Exercise tasks -
(1) Decide whether each statement agrees with the grandpets article: (a) one reason adult children moved back in with their parents was the high cost of housing; (b) the adult child's pet rules should take priority in the parents' home; (c) once pet chores are assigned before the move, they should not be changed. Answer yes or no for each and quote the deciding words.
(2) Continue the grandpets article from where it stops.

+++ Extract

Last year saw a resurgence of adult children moving back in with their parents. They moved for lots of reasons – layoffs, COVID, childcare issues, illness, or the high cost of housing. Many of these adults moved back home with pets in tow.
If you’ve recently had grandpets begin living with you, there are unexpected joys – and challenges. Here are some things that you and your adult child will need to talk about before she brings her furbaby home to you.
Who Makes the Rules? Everyone treats their pets differently. You don’t allow Prancer on the couch. You do feed Turnip the occasional bit of human food. Your son likes to rile up Riley. Your daughter uses hand signals instead of verbal commands. Talk about these differences beforehand, and decide what rules are the rules in your home. Do remember it is your home, but be flexible. You may need to block off certain rooms or bend your standards just a bit.
Who Does the Work? When Puddles puddles, when Harry sheds, or when Chewy gnaws on a furniture leg, who is responsible? Who will feed? Who will make sure the water dish is clean? Who administers preventatives, and who does the daily walks? Communicate before the move in, but be ready to pivot and change as more issues arise or as situations change.

++++++
+++ Provided data

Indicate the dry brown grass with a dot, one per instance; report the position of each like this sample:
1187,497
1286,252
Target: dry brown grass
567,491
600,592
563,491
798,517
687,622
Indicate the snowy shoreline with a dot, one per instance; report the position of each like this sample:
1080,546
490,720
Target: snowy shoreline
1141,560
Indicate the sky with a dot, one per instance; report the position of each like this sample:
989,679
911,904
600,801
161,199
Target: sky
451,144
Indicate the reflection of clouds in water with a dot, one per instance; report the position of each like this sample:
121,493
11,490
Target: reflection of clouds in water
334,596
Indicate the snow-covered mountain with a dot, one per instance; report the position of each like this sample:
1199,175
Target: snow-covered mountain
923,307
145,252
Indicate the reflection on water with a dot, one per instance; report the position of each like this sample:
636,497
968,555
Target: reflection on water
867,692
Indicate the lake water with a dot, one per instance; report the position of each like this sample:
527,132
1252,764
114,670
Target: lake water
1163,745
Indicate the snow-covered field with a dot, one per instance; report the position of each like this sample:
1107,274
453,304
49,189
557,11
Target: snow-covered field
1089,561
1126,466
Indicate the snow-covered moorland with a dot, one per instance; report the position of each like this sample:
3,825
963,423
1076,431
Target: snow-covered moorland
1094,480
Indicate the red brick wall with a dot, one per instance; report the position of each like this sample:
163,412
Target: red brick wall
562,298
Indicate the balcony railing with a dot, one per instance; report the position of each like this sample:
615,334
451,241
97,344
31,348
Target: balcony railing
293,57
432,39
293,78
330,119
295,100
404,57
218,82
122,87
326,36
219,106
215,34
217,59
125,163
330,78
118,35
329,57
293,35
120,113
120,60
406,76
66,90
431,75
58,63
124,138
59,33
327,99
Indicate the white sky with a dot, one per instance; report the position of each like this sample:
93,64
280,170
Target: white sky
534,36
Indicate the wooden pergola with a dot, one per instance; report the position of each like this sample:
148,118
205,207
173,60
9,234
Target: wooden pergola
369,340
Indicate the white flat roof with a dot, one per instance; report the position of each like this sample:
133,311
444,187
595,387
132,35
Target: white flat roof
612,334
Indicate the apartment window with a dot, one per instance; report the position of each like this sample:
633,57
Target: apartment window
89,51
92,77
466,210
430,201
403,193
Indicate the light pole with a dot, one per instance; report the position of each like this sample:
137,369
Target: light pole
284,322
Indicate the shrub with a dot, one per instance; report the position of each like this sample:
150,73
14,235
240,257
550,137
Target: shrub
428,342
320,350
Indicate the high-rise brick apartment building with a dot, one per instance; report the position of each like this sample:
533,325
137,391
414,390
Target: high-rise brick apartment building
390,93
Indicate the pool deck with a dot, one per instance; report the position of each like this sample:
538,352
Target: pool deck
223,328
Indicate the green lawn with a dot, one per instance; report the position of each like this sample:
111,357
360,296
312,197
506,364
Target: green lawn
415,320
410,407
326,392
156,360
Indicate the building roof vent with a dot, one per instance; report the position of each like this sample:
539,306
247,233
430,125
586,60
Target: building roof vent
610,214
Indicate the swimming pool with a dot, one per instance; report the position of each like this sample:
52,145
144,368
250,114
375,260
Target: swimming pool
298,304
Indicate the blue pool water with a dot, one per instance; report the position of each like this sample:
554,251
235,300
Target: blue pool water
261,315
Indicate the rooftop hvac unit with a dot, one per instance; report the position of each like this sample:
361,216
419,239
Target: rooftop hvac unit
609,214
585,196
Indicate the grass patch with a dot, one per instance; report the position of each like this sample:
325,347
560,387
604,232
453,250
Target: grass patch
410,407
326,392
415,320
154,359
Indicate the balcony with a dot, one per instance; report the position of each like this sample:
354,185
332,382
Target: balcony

++++++

Answers to the tasks -
(1)
(a) Yes: "or the high cost of housing"
(b) No: "Do remember it is your home, but be flexible."
(c) No: "be ready to pivot and change as more issues arise or as situations change"

(2)
Who Pays? If you’re retired, it may be more convenient for you to take Penny to the vet, but you may not be so willing to foot the bill. Pet food, medicines, and new equipment should not automatically be put into your household budget. When you and your child are deciding who pays what for general expenses, don’t leave out the pets!
What If You Already Have Pets? If you already have pets, you are adding several new factors to the equation. Usually, pets will work things out on their own, but they may need your help and encouragement. You may need to have separate eating areas. It might be best to limit favorite toys to crate time. For cats you’ll definitely need to add at least one more litter box.
When They Leave Again...You’ve been through the empty nest phase before, and you know it’s a mixture of emotions. Try to remind yourself that this dog – and this adult – are only here temporarily. Situations will change and your child will leave, with Hal in tow.
In the meantime, keep the doors of communication open, be flexible, and enjoy the bonus time that you get with your bonus pet.